Reescreva de forma mais concisa o parágrafo do texto sobre agrotóxicos que se inicia com “Em sua análise, Ada identificou”, preservando seus fatos principais.

● **Texto**:

***

Atualmente mais de cinco mil agrotóxicos são liberados pelo Ministério da Agricultura, Pecuária e Abastecimento no Brasil. O intuito do uso das substâncias é eliminar pragas e a proliferação de doenças que podem acometer produções agrícolas em grande escala, além de proporcionar uma melhor preparação do solo e o beneficiamento das lavouras. Porém, os efeitos colaterais dos produtos na saúde humana acabam ficando em segundo plano.
Com o objetivo de estudar mais a fundo essa relação entre o uso de agrotóxicos e a saúde, a médica e professora da Faculdade de Medicina da Universidade Federal do Cariri, Ada Pontes Aguiar, se empenhou em estudar as famílias que vivem na Chapada do Apodi, no Ceará. A região é conhecida pelo cultivo de frutas e recebe as substâncias desde 2000.
Em sua análise, Ada identificou que entre os anos de 2014 e 2016 nasceram cinco crianças com malformações congênitas, o que é raro até mesmo em grandes cidades. Ao verificar o histórico, os fatores genéticos e a exposição dos membros das famílias, foi constatada a presença significativa de cloro no sangue e na água. Além disso, em 40% da urina foram detectadas substâncias relacionadas com o mau funcionamento hormonal e metabólico, conforme apontou a análise laboratorial da FioCruz.
Apesar de todas as pessoas estarem igualmente expostas às substâncias, o impacto é maior nas crianças, que são mais vulneráveis devido o peso corporal e à fase de desenvolvimento metabólico e imunológico. Segundo a pediatra Virna Costa e Silva, os agrotóxicos podem agir diretamente na saúde infantil causando problemas gastrointestinais, na pele, hepáticos, neurológicos, intoxicações agudas, imunológicos e até mesmo na saúde mental, além de má formação.
“O consumo de algumas substâncias dessas mais diretamente está associado a algumas alterações como a teratogênese, que são as alterações na formação do feto. É preciso um acompanhamento porque são incertezas, mas ao mesmo tempo a gente vê associações, então é bem preocupante. Como está numa maior fase de formação está sujeito sim a esses danos”, explica.
A pediatra enfatiza ainda que os produtos podem ter relação com o desenvolvimento de câncer e de infertilidade. Defendendo a mesma ideia, Ada Pontes reforça que crianças que nasçam aparentemente saudáveis podem apresentar problemas de desenvolvimento e crescimento justificados pela concentração das substâncias tóxicas no fígado e nos rins.
Como evitar tais problemas?
Uma alternativa de evitar as contaminações seria recorrer às feiras orgânicas, agroecológicas e com o tratamento de água adequado. As famílias poderiam ainda optar pelo cultivo caseiro de sua própria horta. Porém, grande parte da população não tem acesso a essas possibilidades.

***

● **Itens fornecidos**:
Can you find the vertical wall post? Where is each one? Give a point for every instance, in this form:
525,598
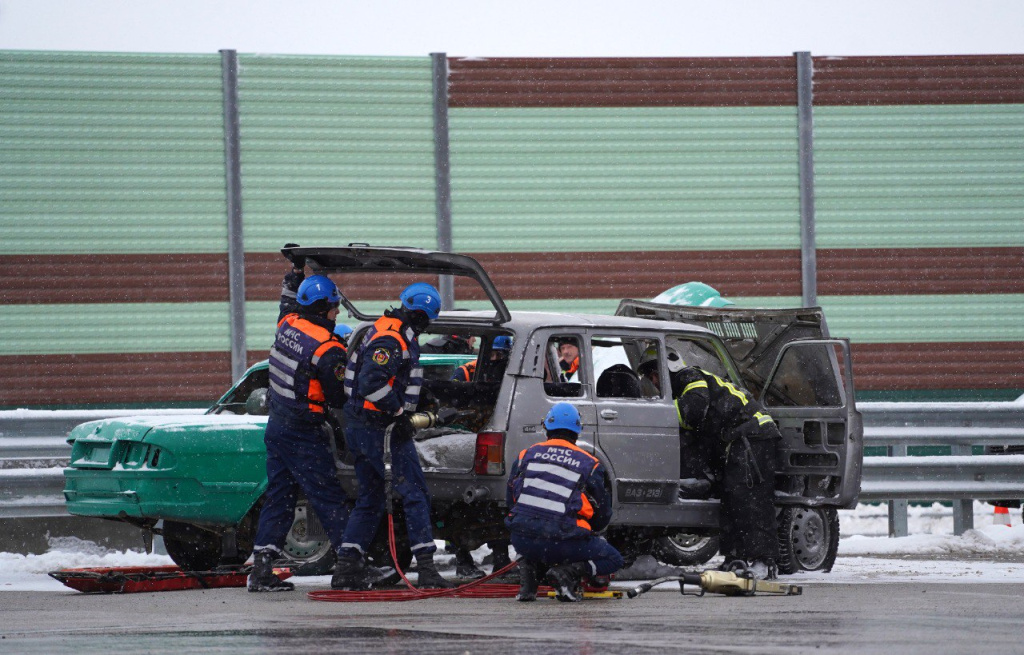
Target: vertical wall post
898,524
236,247
805,117
442,173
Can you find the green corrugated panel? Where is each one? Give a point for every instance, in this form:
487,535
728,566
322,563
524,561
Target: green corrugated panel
111,154
624,178
46,330
337,149
941,176
926,318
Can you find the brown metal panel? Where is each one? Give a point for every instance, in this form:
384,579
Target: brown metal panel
574,275
875,271
32,279
908,366
622,82
990,79
114,378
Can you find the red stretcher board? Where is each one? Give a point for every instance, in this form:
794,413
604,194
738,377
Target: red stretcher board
135,579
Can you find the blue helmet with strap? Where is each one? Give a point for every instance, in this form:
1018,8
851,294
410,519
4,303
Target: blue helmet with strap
563,417
422,297
317,288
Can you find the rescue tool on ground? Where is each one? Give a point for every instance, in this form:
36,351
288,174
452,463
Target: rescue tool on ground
739,581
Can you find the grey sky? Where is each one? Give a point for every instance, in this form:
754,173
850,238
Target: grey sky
518,28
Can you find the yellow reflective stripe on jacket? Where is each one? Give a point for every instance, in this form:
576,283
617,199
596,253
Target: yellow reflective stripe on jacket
731,388
699,384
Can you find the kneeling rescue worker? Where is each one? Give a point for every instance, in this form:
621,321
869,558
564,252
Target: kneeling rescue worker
558,503
383,379
307,370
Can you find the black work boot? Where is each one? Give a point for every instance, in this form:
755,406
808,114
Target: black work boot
429,578
465,567
567,580
353,575
262,577
501,560
527,581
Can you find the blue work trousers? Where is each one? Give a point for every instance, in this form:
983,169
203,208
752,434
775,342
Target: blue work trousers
299,457
367,443
601,556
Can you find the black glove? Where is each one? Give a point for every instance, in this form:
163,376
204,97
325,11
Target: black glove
446,416
401,429
298,261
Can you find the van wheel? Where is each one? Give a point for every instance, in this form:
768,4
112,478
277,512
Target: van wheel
307,549
190,547
808,538
685,549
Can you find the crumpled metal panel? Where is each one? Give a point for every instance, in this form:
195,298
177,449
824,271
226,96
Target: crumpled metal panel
337,149
111,154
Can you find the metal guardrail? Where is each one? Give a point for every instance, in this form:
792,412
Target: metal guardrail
960,477
34,451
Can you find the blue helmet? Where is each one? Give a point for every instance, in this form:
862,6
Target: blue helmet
317,288
422,297
563,417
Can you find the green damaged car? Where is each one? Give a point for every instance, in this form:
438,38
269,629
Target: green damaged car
199,479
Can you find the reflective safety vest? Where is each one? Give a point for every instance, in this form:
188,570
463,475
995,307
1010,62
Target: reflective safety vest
550,483
465,373
297,349
409,377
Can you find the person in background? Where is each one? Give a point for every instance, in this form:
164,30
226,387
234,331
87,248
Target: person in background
307,370
383,380
568,360
558,501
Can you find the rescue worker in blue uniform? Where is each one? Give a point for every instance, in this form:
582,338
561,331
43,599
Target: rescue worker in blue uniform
307,370
737,438
558,503
383,379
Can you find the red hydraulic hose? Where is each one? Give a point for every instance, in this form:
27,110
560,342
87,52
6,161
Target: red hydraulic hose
472,590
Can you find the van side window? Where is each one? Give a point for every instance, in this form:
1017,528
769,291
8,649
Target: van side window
615,362
562,373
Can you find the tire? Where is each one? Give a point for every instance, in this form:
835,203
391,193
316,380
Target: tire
307,549
685,549
190,547
808,538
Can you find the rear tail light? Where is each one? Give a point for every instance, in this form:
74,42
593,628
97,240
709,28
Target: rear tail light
489,459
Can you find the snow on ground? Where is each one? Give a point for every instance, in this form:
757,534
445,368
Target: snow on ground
990,553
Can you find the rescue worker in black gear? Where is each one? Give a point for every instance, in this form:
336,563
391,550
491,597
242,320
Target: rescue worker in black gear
307,369
736,439
557,499
384,379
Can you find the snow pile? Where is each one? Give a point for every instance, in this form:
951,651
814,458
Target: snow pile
990,539
73,553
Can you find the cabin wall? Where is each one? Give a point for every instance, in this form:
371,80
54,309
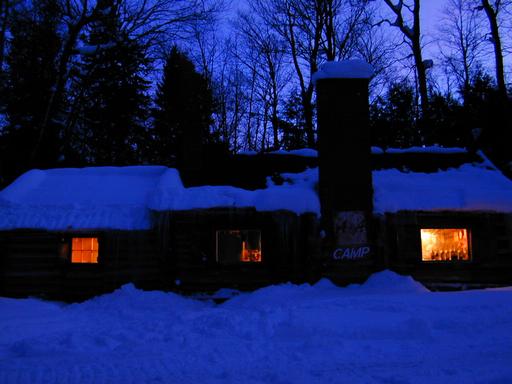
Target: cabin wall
37,263
289,243
399,244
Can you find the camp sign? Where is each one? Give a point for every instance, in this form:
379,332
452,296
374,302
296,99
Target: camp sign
355,252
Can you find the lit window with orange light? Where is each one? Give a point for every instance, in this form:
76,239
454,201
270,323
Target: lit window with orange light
446,244
239,246
84,250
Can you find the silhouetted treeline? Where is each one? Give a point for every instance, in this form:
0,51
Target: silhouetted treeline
117,82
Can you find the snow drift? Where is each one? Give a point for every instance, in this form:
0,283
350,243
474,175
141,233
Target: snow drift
388,330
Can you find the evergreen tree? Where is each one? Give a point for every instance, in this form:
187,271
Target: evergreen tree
392,118
111,94
183,114
29,78
292,126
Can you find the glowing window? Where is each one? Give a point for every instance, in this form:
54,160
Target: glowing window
238,246
84,250
445,244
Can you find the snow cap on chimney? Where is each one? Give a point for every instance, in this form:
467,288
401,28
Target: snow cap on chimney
346,69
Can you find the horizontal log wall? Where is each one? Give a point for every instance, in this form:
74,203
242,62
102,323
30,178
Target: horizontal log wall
32,264
491,247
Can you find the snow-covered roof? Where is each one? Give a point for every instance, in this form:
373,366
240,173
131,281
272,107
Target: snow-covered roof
122,197
471,187
346,69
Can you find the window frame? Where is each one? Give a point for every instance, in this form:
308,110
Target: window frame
66,248
239,262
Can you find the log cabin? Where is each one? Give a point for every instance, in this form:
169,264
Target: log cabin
443,215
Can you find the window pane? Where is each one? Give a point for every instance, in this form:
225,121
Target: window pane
445,244
84,250
76,256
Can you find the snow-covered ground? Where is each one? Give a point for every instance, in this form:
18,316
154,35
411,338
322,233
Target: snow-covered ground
389,330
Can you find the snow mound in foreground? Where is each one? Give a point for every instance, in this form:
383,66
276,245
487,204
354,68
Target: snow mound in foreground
386,282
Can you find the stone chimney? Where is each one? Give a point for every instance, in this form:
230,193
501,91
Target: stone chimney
345,175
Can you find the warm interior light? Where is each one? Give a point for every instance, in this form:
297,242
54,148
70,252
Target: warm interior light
84,250
450,244
250,255
239,246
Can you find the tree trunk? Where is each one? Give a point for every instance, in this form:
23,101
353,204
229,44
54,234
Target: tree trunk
492,16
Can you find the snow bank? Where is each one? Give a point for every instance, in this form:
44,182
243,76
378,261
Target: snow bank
434,149
383,331
346,69
122,197
297,195
303,152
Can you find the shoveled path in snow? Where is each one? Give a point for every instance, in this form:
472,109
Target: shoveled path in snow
389,330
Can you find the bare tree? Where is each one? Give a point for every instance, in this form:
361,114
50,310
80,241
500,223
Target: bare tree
461,40
145,20
494,9
264,58
407,20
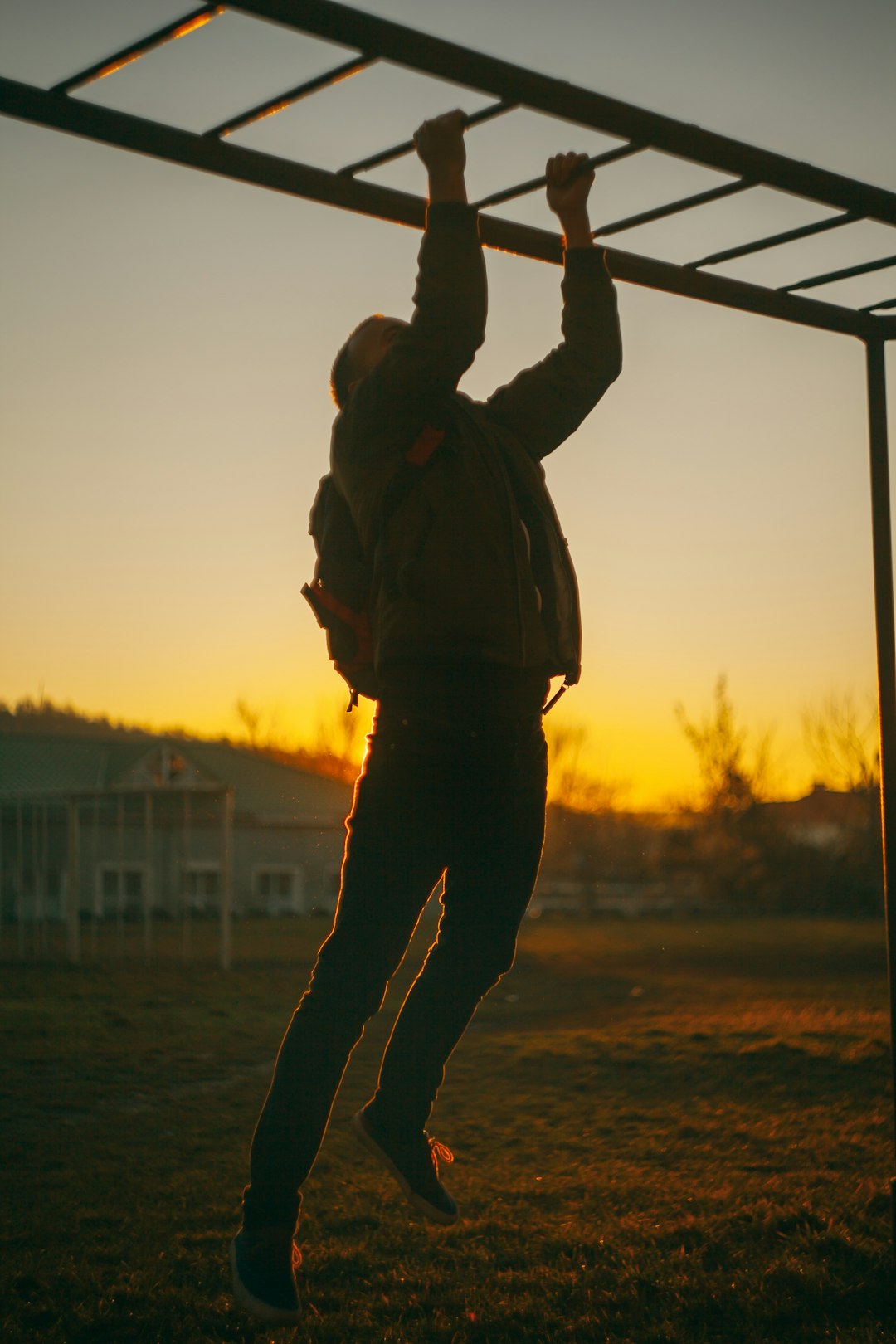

***

● **Resultado**: Ada constatou que, entre 2014 e 2016, nasceram cinco crianças com malformações congênitas, fato raro até em grandes cidades. O exame do histórico, dos fatores genéticos e da exposição das famílias revelou presença significativa de cloro no sangue e na água. Segundo a análise laboratorial da FioCruz, 40% da urina continha substâncias ligadas ao mau funcionamento hormonal e metabólico.